**AUFGABEN:**
**A.** Zu welchem Stückpreis hat Axel Heitmann laut dem Artikel über den Lanxess-Chef seine Aktien verkauft?
**B.** Entnehmen Sie dem Artikel über den Lanxess-Chef wörtlich die Passage, die mit den Worten „Sibylle Haas“ einsetzt und nach den Worten „seine Lanxess-Aktien verkauft.“ endet.

╭─ TEXTAUSZUG

Lanxess-Chef Axel Heitmann:Wenn der Boss Kasse macht

Deutschlands Manager bleiben in der Krise cool. Einer nicht. Lanxess-Chef Axel Heitmann gibt Rätsel auf und verkauft Aktien seines Chemiekonzerns für zehn Millionen Euro. Kalkül oder Panik?

Sibylle Haas

Axel Heitmann wird bei Lanxess für sein zügiges Handeln geschätzt. Mit klaren Ansagen führt der 51-Jährige seit sieben Jahren den Spezialchemiekonzern. Das ist kein einfacher Job. Denn in Lanxess wurde all das zusammengeführt, was früher den Mutterkonzern Bayer belastete. Heitmann hat durchgegriffen, hart saniert und motiviert. Heute steht der inzwischen börsennotierte Lanxess-Konzern passabel da. Erst kürzlich, bei Vorlage der Geschäftszahlen für das erste halbe Jahr, konnte sich Heitmann über einen kräftigen Gewinnschub freuen und die Jahresprognose erhöhen.

Lanxess - Bilanz 2009

Vorstandsvorsitzender Axel Heitmann hat fast alle seine Lanxess-Aktien verkauft.

(Foto: dpa)

Jetzt hat der Lanxess-Chef mit einem Schlag nahezu alle Aktien verkauft, die er von Lanxess hatte. Auch in diesem Fall hat Heitmann nicht gezaudert, keine klein gestückelten Paketchen abgestoßen. Zügig gehandelt eben. Fast 254.000 Stück zum Preis von 38,95 Euro warf der Mann auf den Markt - Gesamterlös fast zehn Millionen Euro. Dabei hatte er in den vergangenen Jahren kräftig zugekauft, seit dem Börsengang 2005 orderte er 32 Mal, ist auf der Website von Lanxess nachzulesen. Kein anderer seiner Vorstandskollegen sammelte die Papiere so fleißig ein wie Heitmann selbst.

╰─
╭─ BEREITGESTELLTE DATEN

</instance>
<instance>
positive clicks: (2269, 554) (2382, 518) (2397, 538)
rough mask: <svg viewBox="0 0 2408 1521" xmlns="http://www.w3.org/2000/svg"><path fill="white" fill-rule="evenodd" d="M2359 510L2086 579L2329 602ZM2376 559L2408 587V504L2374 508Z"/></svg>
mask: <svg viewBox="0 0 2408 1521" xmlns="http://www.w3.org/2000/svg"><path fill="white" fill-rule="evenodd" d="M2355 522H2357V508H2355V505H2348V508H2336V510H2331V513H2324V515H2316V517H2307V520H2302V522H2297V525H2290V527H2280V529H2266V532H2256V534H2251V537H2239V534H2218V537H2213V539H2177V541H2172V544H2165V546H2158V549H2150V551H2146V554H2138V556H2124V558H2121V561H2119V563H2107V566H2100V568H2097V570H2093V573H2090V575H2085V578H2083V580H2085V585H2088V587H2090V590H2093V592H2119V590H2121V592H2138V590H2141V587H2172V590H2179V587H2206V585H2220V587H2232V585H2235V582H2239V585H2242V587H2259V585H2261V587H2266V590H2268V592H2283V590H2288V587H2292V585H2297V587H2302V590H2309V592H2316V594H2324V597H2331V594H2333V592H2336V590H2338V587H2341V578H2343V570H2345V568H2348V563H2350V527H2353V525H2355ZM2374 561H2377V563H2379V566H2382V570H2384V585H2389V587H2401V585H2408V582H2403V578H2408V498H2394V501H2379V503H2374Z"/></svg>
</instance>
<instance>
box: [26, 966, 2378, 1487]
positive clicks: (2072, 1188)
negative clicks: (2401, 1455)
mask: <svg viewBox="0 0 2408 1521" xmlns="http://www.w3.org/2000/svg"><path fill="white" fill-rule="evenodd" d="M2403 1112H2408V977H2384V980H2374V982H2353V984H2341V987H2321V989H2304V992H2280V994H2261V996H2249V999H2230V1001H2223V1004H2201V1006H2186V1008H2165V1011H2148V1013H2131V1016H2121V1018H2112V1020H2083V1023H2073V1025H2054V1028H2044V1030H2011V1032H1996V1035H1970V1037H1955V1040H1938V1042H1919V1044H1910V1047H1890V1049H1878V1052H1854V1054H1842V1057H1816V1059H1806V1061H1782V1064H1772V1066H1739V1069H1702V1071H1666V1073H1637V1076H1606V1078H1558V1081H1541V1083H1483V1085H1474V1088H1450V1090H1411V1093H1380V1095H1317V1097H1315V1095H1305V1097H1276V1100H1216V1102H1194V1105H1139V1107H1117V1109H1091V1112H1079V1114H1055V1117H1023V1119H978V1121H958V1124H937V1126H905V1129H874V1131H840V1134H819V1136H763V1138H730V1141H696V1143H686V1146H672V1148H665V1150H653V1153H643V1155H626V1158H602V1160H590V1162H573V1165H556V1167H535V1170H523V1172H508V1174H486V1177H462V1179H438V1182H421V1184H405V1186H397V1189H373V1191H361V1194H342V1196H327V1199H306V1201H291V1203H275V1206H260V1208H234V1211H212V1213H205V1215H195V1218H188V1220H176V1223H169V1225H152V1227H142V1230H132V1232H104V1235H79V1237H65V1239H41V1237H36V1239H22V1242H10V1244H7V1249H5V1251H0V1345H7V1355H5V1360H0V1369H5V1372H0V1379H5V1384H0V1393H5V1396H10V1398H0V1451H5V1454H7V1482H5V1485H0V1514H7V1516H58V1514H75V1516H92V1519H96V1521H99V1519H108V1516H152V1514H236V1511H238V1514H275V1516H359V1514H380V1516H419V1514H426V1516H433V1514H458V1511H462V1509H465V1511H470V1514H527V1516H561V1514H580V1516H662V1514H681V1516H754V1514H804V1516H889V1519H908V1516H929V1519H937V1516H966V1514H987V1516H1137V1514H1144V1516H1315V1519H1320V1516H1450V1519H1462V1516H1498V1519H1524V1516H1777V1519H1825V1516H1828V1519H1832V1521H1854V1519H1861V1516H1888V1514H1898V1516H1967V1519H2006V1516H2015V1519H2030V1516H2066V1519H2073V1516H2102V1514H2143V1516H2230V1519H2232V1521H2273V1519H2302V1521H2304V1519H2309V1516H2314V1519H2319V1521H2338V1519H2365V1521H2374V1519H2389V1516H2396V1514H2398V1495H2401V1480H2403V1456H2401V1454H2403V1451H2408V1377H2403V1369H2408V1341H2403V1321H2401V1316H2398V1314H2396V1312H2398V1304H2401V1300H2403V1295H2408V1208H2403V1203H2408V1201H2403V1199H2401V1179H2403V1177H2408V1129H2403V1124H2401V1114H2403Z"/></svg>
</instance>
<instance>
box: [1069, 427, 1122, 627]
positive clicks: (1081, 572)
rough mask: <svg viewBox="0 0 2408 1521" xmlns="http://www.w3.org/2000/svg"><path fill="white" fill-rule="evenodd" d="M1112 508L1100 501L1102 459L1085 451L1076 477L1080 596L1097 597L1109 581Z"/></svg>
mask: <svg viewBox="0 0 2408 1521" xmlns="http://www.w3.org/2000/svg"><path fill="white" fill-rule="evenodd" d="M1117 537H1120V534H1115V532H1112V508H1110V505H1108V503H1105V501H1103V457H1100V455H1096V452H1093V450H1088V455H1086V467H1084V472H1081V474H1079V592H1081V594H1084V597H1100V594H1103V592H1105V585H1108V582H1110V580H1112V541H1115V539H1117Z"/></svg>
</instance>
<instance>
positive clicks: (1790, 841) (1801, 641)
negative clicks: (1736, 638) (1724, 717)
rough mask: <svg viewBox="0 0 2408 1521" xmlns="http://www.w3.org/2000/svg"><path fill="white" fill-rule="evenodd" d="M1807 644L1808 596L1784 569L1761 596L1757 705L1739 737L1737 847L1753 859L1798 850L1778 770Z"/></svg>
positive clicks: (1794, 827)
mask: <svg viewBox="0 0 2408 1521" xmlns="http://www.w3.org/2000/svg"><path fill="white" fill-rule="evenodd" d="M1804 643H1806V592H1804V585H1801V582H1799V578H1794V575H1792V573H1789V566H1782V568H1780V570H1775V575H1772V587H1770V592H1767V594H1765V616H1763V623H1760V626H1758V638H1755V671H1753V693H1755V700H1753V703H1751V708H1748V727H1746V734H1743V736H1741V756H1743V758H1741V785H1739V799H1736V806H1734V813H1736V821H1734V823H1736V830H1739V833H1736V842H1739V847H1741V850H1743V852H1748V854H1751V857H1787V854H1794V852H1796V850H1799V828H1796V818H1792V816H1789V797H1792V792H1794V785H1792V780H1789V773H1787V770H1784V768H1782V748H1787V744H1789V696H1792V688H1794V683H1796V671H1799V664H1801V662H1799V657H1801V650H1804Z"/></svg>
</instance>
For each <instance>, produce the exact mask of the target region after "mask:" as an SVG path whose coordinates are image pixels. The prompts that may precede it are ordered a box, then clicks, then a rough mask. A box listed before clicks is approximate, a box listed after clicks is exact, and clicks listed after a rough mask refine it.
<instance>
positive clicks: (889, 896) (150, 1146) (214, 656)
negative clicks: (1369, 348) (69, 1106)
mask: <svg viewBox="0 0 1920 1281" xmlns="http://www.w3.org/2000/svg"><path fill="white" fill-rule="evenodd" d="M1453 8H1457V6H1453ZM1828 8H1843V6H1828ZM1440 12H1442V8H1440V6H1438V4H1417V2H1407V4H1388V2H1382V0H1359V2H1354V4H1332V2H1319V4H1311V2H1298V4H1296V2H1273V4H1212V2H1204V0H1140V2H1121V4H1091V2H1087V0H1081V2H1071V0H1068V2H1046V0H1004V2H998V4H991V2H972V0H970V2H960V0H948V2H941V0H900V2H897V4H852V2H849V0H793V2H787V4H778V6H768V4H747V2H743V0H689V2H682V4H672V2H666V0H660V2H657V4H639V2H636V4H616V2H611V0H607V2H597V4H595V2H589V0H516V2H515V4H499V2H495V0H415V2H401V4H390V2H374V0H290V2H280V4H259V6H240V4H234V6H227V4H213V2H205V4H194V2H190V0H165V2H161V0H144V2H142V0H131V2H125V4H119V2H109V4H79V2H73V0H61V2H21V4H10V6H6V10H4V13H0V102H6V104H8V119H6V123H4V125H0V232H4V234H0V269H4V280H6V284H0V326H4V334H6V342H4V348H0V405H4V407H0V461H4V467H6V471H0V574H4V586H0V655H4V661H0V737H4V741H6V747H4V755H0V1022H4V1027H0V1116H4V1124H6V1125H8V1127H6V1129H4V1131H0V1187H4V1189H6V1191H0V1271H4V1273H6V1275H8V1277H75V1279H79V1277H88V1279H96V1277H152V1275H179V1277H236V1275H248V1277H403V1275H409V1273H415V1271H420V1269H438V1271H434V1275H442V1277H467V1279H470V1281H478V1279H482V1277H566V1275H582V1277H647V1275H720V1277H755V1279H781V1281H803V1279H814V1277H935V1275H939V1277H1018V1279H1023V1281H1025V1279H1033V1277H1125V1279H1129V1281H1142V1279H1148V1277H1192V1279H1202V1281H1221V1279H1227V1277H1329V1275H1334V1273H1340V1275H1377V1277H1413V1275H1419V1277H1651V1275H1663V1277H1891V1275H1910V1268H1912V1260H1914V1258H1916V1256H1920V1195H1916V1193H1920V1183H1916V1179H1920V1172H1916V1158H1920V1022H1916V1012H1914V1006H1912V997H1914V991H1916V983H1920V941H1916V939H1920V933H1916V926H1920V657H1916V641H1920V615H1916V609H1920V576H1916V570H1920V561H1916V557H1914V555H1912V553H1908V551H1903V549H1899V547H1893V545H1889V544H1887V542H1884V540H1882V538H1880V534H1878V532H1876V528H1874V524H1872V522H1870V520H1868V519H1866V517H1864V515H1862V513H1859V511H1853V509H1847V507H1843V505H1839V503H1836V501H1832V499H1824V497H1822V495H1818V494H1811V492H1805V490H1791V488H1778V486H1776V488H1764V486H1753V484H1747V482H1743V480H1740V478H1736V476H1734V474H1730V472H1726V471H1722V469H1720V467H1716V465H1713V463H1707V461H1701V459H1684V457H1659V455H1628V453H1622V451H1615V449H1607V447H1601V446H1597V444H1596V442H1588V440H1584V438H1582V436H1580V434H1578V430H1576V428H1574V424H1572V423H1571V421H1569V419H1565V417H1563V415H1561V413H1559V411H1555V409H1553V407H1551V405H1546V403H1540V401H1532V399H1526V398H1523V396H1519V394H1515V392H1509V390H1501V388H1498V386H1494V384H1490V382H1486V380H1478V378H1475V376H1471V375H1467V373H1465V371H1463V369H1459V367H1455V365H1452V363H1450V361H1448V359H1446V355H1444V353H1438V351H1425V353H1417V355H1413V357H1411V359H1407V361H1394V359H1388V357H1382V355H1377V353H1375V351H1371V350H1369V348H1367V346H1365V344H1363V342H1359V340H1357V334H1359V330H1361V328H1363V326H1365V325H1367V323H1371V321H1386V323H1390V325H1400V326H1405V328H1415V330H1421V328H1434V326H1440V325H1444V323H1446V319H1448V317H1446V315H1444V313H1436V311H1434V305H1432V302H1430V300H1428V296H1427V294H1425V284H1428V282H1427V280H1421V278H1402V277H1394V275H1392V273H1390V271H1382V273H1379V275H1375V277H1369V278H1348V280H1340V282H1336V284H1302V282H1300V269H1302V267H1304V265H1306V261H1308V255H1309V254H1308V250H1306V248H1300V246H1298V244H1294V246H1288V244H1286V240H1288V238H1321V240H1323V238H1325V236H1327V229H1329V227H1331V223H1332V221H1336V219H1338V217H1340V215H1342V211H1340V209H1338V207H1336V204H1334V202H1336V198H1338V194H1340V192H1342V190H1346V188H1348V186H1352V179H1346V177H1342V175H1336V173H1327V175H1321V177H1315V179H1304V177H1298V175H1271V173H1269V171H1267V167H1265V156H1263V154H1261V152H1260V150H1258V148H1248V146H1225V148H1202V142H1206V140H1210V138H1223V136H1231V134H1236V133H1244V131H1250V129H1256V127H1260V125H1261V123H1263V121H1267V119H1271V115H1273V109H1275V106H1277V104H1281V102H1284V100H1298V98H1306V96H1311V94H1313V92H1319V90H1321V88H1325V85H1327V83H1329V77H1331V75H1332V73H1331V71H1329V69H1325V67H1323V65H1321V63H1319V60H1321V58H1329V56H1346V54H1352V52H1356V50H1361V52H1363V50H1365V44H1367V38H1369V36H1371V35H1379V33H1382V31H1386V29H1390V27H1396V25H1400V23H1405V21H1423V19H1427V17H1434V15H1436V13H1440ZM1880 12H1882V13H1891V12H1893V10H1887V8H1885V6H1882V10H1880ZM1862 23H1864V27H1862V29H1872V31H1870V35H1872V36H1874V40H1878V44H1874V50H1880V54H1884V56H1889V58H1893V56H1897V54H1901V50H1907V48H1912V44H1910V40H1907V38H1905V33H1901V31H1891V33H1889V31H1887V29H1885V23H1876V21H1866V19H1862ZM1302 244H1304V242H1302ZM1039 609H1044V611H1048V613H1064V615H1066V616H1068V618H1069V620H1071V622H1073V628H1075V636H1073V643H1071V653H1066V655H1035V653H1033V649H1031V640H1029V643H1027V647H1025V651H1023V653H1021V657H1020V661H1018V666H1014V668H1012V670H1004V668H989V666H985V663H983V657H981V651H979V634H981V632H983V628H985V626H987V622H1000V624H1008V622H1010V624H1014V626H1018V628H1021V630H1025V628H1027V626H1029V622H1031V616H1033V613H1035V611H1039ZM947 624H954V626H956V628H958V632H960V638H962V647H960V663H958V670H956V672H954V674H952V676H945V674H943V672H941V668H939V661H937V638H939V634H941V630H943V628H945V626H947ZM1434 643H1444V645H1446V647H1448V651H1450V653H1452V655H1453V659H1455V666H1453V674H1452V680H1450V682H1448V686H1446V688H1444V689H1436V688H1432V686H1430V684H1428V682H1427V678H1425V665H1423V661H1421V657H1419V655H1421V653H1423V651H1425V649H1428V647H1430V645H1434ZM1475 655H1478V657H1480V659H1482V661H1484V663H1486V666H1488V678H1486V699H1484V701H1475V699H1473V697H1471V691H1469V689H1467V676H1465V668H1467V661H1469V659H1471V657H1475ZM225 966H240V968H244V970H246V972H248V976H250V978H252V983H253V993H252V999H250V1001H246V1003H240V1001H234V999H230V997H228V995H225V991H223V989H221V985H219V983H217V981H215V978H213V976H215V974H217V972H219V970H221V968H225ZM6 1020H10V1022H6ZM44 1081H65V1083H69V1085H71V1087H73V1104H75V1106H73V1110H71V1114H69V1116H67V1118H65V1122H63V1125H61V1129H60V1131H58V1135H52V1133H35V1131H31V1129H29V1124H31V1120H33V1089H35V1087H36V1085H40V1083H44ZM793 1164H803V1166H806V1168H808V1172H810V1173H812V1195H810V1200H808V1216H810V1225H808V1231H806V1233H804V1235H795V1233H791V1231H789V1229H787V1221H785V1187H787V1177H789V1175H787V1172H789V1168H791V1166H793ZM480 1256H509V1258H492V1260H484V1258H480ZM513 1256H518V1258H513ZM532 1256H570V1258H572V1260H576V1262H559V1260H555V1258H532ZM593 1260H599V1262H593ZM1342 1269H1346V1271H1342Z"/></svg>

╰─

**LÖSUNGEN:**
**A.** Zum Preis von 38,95 Euro pro Stück.

**B.**
Sibylle Haas

Axel Heitmann wird bei Lanxess für sein zügiges Handeln geschätzt. Mit klaren Ansagen führt der 51-Jährige seit sieben Jahren den Spezialchemiekonzern. Das ist kein einfacher Job. Denn in Lanxess wurde all das zusammengeführt, was früher den Mutterkonzern Bayer belastete. Heitmann hat durchgegriffen, hart saniert und motiviert. Heute steht der inzwischen börsennotierte Lanxess-Konzern passabel da. Erst kürzlich, bei Vorlage der Geschäftszahlen für das erste halbe Jahr, konnte sich Heitmann über einen kräftigen Gewinnschub freuen und die Jahresprognose erhöhen.

Lanxess - Bilanz 2009

Vorstandsvorsitzender Axel Heitmann hat fast alle seine Lanxess-Aktien verkauft.